(Work to be completed) Quote the records that follow in full and exactly; leave out the pictures.

• • • • •

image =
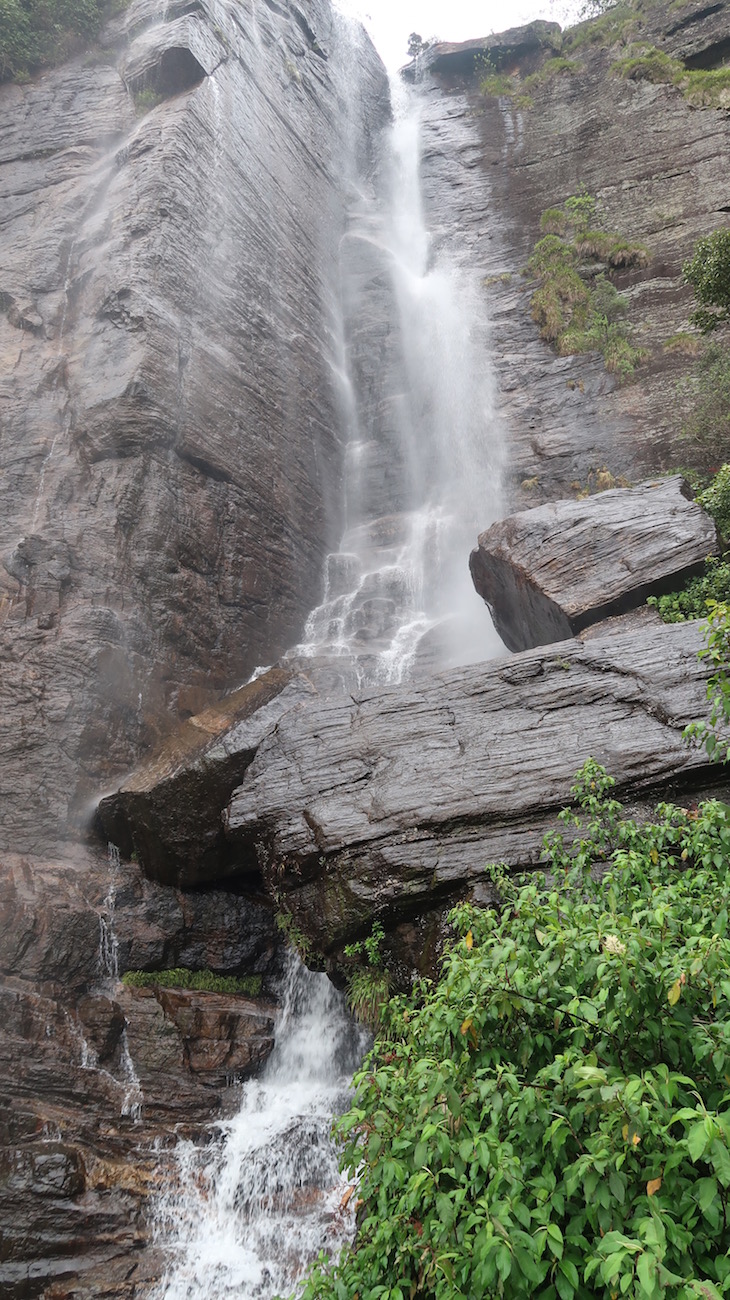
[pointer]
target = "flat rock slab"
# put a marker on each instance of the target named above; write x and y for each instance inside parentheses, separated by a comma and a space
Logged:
(392, 804)
(169, 810)
(547, 573)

• • • • •

(Task response)
image =
[pointer]
target = "flat rock slab"
# put a marker on each instance of the target named above; write x and y for each instance inside parentheses, separated by a comma and a space
Logged:
(392, 804)
(169, 810)
(547, 573)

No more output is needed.